AUFGABENSTELLUNG —
Führe den Text über Biokraftstoffe im Anschluss an seinen letzten Satz weiter.

VORLIEGENDER TEXT —
- - - - -
BIOKRAFTSTOFFE

Alter Wein in grünen Schläuchen
Von Robert Poth · · 2007/05

Die aktuelle weltweite Ankurbelung der Produktion von Biokraftstoffen ist nationalen energie- und agrarpolitischen Interessen zu verdanken. Der Klimaschutz spielt eine Nebenrolle.

„Infektiös“ sei der Enthusiasmus rund um den Biokraftstoff-Sektor, heißt es in einer aktuellen Analyse der weltweiten Entwicklungen, verfasst für die Interamerikanische Entwicklungsbank (IADB). Und virulent, müsste hinzugefügt werden: Eine regelrechte Welle schwappt um den Globus, seit die steigenden Ölpreise die Wirtschaftlichkeit der Produktion von Ethanol und Biodiesel kräftig erhöht haben – ziemlich dauerhaft vor allem in Brasilien, wo Ethanol aus Zuckerrohr im Schnitt bereits ab einem Ölpreis von weniger als 35 US-Dollar pro Barrel konkurrenzfähig ist.
Nicht nur von Washington und Brüssel, sondern auch in Japan, China, Brasilien, Indien, Thailand, Malaysia oder Indonesien werden Beimischungsvorgaben für Ethanol und Biodiesel etabliert oder erhöht, die das zukünftige Marktvolumen erheblich vergrößern und gleichzeitig absichern. Seit 2000 hat sich die weltweite Produktion von Bioethanol verdreifacht, die von Biodiesel seit 2002 verfünffacht, vor allem getrieben vom starken Wachstum in den USA bzw. in der EU.
Mit knapp 20 Mrd. Liter Ethanol aus Mais haben die USA im Vorjahr den jahrzehntelangen Spitzenreiter Brasilien überholt, wo die Ethanolproduktion bereits seit der ersten Ölkrise in den 1970er Jahren staatlich gefördert wurde; dort deckt Ethanol mittlerweile rund 40% des Benzinverbrauchs im Straßenverkehr. Weltweit lag der entsprechende Anteil von Biokraftstoffen im Vorjahr zwar nur bei 1,6%, doch der Umsatz der Branche erreichte nach Angaben des Beratungsunternehmens Clean Edge bereits 20,5 Mrd. Dollar.
- - - - -
BEREITGESTELLTE DATEN —
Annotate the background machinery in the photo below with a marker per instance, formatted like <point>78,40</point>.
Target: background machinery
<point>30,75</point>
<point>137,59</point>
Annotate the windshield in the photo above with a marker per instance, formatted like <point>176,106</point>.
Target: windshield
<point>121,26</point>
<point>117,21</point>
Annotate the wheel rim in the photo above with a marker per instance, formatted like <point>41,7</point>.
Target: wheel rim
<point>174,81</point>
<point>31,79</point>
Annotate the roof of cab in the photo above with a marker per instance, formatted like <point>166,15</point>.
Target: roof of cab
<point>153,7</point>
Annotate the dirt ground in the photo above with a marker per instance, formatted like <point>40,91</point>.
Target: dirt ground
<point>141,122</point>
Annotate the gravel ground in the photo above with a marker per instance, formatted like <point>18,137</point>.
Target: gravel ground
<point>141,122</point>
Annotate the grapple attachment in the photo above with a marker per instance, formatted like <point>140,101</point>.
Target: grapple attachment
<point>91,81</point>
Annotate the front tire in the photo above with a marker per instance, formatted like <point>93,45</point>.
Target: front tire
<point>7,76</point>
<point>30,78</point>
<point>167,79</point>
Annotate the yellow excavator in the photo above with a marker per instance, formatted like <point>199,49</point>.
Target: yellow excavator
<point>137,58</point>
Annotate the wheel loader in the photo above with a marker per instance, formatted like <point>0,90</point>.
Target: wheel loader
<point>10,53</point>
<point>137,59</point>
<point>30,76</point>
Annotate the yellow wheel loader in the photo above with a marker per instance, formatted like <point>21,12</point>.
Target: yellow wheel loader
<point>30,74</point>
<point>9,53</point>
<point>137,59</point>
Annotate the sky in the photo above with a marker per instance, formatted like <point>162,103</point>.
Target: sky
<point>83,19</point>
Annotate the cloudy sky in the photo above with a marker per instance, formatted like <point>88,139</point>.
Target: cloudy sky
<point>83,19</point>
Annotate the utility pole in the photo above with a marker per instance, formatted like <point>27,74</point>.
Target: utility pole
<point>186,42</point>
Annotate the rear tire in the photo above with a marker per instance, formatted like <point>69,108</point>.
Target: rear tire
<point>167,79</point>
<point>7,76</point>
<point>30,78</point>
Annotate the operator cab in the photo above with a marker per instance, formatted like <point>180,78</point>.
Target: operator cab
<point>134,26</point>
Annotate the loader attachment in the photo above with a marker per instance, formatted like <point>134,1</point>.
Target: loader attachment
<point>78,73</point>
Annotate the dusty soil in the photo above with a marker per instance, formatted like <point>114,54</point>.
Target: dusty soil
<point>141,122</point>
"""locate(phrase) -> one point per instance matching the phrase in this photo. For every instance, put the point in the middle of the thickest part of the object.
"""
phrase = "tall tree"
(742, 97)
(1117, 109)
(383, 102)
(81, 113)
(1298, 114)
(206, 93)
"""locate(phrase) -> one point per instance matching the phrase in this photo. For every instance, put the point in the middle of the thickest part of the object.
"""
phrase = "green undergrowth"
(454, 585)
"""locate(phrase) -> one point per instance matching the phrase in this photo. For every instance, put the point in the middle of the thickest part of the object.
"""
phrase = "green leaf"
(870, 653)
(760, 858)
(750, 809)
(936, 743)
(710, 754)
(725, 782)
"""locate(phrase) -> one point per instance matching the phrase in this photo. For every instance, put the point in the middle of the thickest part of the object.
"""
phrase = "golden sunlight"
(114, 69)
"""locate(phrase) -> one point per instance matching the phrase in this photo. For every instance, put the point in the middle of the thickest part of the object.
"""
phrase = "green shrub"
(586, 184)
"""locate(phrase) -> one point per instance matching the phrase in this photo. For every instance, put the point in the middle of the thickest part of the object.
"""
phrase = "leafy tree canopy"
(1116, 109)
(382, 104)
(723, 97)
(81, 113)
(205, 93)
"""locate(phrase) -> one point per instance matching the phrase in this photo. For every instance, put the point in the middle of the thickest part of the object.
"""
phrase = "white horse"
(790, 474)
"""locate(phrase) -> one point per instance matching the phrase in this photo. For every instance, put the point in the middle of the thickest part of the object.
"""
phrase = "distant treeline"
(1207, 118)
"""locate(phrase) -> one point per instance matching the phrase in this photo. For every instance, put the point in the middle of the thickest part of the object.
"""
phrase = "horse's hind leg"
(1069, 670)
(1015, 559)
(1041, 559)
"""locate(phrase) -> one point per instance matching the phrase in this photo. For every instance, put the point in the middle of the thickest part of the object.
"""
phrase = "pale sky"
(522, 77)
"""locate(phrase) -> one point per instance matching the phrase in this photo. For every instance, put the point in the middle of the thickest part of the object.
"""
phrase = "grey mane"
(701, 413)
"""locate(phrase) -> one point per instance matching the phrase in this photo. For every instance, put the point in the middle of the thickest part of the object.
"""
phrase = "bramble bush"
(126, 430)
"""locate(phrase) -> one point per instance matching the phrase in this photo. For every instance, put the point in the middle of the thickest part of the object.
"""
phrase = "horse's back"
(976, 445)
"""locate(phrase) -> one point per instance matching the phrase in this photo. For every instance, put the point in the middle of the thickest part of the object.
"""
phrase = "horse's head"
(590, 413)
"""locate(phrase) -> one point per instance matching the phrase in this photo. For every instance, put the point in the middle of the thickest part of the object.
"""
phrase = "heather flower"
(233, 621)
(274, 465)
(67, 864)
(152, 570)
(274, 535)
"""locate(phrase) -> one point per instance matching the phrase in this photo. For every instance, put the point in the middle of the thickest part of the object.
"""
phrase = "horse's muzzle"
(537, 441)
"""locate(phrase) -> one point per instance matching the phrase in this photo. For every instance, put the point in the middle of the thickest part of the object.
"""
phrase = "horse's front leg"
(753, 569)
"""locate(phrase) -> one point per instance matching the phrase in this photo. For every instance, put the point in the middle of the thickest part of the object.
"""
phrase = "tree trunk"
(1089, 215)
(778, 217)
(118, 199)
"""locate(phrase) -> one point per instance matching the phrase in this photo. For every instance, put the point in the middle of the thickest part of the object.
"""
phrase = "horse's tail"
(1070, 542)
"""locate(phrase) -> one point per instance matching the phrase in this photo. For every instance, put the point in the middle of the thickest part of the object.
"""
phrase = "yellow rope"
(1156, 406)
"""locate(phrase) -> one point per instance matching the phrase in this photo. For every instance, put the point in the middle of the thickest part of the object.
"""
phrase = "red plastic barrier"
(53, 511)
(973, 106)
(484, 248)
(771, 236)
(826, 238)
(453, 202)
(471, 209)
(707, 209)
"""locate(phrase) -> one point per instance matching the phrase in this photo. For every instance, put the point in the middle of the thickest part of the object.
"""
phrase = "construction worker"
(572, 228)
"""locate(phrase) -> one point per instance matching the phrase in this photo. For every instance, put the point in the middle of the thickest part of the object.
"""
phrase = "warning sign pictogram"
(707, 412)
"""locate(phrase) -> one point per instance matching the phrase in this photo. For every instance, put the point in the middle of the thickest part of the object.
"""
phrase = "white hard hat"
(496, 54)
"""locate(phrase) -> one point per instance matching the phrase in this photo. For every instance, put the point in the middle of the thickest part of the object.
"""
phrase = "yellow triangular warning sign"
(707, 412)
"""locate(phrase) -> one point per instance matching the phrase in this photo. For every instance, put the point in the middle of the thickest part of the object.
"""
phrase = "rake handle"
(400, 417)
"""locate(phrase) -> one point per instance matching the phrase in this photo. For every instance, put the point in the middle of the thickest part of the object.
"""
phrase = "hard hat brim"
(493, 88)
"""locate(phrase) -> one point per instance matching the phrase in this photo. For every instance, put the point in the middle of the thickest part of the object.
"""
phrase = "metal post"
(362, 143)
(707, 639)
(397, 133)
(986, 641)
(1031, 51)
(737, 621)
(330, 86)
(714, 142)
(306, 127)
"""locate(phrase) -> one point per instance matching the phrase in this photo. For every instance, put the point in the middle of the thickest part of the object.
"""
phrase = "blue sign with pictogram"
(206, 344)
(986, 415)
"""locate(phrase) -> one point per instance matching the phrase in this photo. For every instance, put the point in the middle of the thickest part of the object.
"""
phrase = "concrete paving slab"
- - - - -
ANTWORT —
Brasilien ist mittlerweile zum zentralen Akteur eines Süd-Süd-Technologietransfers in Sachen Ethanolproduktion aufgestiegen, ob in Kooperation mit afrikanischen Ländern, Indien oder Indonesien; mit dem Nachbarland Argentinien droht dagegen ein „Biodieselkrieg“ sowohl um Exportmärkte als auch um den durch die neuen Biodieselbeimischungsvorschriften (2% bis 2008) geschaffenen Inlandsmarkt: Biodiesel aus Soja kann in Argentinien um Einiges billiger produziert werden.

In den letzten Monaten hat sich die Dynamik weiter verstärkt. Zuerst war es im Jänner US-Präsident George Bush, der das ehrgeizige Ziel vorgab, bis 2017 25% des Benzinverbrauchs oder rund 130 Mrd. Liter mit „alternativen“ Kraftstoffen zu decken – mehr als das Sechsfache der Menge von 2006; die EU folgte Anfang März mit der verbindlichen Vorgabe, bis 2020 mindestens 10% des verkehrsbedingten Benzin- und Dieselverbrauchs durch Biokraftstoffe zu ersetzen – eine Verzehnfachung gegenüber dem Stand von 2005. Diese Expansionspläne dürften den teilweise atemberaubenden Visionen eines internationalen Bioenergiehandels, die auf Regierungsebene, von internationalen Organisationen und diversen Lobbys gehegt werden, weiteren Antrieb geliefert haben.
Biokraftstoffen wird das Potenzial zugeschrieben, den weltweiten Handel mit Energie und Agrarprodukten weitgehend umzukrempeln. In weniger als 20 Jahren könnte Brasilien das „Saudi-Arabien des Ethanols“ werden und zehn Prozent des weltweiten Treibstoffverbrauchs im Verkehrssektor liefern, sogar afrikanische Länder könnten zu regelrechten „Biokraftstoff-Supermächten“ aufsteigen: Laut Biopact.com, einer nach eigenen Angaben privaten Bioenergie-Lobby, könnte Angola 2050 mit Biokraftstoffexporten Ölexporte von 2,6 Millionen Barrel pro Tag ersetzen; die niederschlagsreiche Region von Angola über Sambia bis Mosambik könnte mehr Ethanol aus Mais produzieren als die USA, glaubt etwa die First National Bank im südafrikanischen Johannesburg; allein in Indonesien werden Biodieselkapazitäten auf Palmölbasis bis zu 100 Mrd. Liter anvisiert.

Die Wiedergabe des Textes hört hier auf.